◆ **What you have to do**:
Copy the lines of the items below word for word, from the line containing "green fruit in the photo above." through the end of the items, with both ends included.

[Data records]
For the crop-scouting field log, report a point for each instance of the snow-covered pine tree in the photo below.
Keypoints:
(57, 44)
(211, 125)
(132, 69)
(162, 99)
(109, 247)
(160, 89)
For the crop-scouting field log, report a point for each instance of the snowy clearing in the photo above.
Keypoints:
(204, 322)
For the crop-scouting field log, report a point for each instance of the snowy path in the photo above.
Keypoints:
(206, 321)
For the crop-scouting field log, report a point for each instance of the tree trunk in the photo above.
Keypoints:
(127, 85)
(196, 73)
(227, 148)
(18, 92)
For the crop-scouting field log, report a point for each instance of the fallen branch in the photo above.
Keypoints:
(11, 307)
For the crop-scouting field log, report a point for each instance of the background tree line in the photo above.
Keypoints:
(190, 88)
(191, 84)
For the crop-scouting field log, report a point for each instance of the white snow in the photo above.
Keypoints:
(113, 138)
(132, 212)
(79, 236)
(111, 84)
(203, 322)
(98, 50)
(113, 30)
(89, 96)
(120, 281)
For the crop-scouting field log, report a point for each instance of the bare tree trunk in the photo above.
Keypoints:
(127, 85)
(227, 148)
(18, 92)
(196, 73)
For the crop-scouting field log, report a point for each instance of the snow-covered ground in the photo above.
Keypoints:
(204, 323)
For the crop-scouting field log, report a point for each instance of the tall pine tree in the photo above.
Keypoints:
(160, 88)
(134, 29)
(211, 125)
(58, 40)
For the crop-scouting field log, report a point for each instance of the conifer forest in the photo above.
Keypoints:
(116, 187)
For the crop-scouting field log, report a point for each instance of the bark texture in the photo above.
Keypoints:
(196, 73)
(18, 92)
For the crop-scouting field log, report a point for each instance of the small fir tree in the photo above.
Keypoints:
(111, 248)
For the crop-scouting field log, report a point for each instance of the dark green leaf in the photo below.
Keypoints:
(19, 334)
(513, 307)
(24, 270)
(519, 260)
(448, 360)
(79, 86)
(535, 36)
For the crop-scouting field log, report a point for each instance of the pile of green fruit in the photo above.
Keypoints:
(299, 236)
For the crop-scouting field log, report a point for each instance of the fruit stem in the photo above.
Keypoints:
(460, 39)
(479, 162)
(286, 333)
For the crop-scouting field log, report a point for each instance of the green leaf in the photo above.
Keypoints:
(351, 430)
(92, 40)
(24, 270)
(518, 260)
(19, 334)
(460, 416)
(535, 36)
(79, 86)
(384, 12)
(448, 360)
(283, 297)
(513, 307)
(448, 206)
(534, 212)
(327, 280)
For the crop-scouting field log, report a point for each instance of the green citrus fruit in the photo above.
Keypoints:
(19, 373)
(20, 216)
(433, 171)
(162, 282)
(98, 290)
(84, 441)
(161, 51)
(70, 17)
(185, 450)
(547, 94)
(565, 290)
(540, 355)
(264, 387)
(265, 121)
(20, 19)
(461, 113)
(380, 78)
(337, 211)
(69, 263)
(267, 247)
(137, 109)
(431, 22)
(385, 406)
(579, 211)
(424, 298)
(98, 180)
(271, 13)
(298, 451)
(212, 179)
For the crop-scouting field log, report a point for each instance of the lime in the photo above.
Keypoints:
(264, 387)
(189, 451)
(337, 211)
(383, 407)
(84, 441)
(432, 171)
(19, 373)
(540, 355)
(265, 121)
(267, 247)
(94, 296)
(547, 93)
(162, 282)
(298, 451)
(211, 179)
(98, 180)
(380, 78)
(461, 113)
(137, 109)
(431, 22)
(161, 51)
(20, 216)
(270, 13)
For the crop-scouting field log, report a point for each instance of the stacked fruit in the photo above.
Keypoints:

◆ **Solution for this exercise**:
For the crop-scouting field log, report a point for each instance of the pile of green fruit in the photo above.
Keypoints:
(299, 236)
For the crop-scouting field log, report a point for each instance of the fruit stem in the photo above.
Keypoints:
(460, 39)
(479, 162)
(286, 333)
For the crop-scouting field log, report a point for each instance of the green leaf in the photo above.
Keypoints:
(351, 430)
(92, 40)
(24, 270)
(518, 260)
(19, 334)
(460, 416)
(535, 36)
(79, 86)
(384, 12)
(448, 360)
(283, 297)
(513, 307)
(448, 206)
(534, 212)
(327, 280)
For the crop-scouting field log, report a point for each instance of the green citrus fruit in the photo above.
Keypoints:
(19, 373)
(20, 216)
(433, 171)
(162, 282)
(98, 290)
(84, 441)
(161, 51)
(70, 17)
(185, 450)
(547, 94)
(565, 290)
(540, 355)
(264, 387)
(265, 121)
(20, 19)
(461, 113)
(380, 78)
(337, 211)
(69, 263)
(267, 247)
(137, 109)
(431, 22)
(385, 406)
(579, 211)
(424, 298)
(98, 180)
(271, 13)
(298, 451)
(212, 179)
For the crop-scouting field log, report a point for each instance of the lime in the photo above.
Keypoints:
(264, 387)
(189, 451)
(337, 211)
(383, 407)
(84, 441)
(432, 171)
(19, 373)
(540, 355)
(265, 121)
(267, 247)
(94, 296)
(547, 93)
(162, 282)
(298, 451)
(211, 179)
(98, 180)
(380, 78)
(461, 113)
(137, 109)
(431, 22)
(161, 51)
(20, 216)
(270, 13)
For the crop-scouting field log, report a point for each instance of the stacked fruit in the photo above.
Keypoints:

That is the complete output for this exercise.